▸ Exercise details:
Having found the line that holds "Each instance receives one keypoint. Tag the radar", give that line and all lines after it again, word for word, through the end of the data below.

▸ Supplied information:
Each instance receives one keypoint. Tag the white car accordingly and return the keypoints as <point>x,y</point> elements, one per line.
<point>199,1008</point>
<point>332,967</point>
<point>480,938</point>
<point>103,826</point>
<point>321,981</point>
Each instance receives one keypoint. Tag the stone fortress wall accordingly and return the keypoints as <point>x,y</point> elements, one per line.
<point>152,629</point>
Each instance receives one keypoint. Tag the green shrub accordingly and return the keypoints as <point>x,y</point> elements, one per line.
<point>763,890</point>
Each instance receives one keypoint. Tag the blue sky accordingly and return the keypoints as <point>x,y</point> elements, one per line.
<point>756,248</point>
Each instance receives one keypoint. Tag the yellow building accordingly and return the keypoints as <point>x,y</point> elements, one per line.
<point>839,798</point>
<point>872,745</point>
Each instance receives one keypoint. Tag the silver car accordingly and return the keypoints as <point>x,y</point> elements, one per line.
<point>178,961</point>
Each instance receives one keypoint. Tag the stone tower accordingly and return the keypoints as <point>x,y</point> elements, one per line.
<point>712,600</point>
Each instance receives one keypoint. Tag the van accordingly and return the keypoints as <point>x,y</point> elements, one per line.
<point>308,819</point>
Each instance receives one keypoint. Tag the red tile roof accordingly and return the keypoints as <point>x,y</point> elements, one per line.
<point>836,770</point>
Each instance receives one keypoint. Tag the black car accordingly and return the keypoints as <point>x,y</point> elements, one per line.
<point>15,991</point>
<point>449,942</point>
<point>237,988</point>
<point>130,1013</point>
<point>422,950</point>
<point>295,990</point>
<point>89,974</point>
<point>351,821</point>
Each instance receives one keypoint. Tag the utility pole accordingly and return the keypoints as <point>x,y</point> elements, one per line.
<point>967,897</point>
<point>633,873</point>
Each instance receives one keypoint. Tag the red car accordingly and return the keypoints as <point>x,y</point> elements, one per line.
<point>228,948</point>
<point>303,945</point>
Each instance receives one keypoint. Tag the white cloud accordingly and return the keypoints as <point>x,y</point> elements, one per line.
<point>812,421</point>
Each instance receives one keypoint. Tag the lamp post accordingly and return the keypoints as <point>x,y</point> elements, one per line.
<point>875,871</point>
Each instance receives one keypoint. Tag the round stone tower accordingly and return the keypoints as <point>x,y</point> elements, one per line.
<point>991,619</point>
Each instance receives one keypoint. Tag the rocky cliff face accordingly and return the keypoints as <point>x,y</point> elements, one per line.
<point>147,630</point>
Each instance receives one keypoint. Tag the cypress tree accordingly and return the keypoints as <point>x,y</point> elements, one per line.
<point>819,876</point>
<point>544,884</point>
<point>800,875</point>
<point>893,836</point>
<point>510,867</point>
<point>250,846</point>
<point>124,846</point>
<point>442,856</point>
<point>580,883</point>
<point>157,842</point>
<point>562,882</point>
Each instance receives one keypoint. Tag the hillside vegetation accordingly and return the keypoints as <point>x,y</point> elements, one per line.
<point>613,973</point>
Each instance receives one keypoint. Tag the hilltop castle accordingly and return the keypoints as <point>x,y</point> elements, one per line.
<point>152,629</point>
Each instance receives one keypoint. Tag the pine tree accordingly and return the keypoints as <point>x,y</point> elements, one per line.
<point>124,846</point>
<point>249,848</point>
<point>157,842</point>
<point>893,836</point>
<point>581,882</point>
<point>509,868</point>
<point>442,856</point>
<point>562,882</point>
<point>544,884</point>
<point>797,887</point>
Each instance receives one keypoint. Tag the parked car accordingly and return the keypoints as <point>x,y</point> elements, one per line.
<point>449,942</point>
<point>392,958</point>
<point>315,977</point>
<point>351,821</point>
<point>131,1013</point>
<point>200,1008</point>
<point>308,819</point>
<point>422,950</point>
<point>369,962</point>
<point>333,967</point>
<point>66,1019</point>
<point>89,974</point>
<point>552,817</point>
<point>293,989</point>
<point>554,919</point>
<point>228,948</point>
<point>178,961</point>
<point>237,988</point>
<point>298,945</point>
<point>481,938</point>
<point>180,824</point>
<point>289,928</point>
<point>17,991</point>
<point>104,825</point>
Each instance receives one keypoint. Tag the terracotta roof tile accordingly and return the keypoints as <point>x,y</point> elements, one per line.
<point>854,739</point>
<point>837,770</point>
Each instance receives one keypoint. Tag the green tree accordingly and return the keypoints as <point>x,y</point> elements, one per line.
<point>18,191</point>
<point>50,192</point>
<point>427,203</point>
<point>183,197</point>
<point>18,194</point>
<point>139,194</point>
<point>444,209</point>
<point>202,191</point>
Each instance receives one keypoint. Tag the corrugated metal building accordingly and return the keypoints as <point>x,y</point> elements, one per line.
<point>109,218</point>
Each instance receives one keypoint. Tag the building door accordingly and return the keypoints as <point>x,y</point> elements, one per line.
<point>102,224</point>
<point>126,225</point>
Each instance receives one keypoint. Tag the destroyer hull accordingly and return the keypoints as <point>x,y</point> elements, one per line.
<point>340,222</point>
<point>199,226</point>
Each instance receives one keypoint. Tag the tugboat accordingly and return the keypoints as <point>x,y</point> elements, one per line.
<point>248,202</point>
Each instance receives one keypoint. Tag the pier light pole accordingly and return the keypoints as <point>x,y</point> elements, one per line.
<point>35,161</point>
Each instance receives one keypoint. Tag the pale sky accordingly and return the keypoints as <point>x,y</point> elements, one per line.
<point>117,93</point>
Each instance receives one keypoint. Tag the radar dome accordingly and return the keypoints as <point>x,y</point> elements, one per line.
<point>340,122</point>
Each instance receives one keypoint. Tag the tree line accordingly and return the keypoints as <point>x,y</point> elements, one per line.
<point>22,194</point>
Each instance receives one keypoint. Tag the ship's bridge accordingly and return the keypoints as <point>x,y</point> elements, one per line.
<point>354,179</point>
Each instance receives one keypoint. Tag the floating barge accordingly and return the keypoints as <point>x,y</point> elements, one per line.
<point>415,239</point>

▸ Written answer:
Each instance receives one keypoint. Tag the radar dome accordingly and return the keypoints as <point>x,y</point> elements, one per line.
<point>340,122</point>
Each instance receives one keypoint. Tag the tree line accordingly and return the keypoints as <point>x,y</point> elements, one per line.
<point>22,194</point>
Each instance receives one keypoint. Tag the ship's bridge accordingly and return the keypoints as <point>x,y</point> elements, one per line.
<point>354,179</point>
Each instance receives one keypoint. Tag the floating barge accordingly and return the keypoints as <point>x,y</point> elements, one per line.
<point>415,239</point>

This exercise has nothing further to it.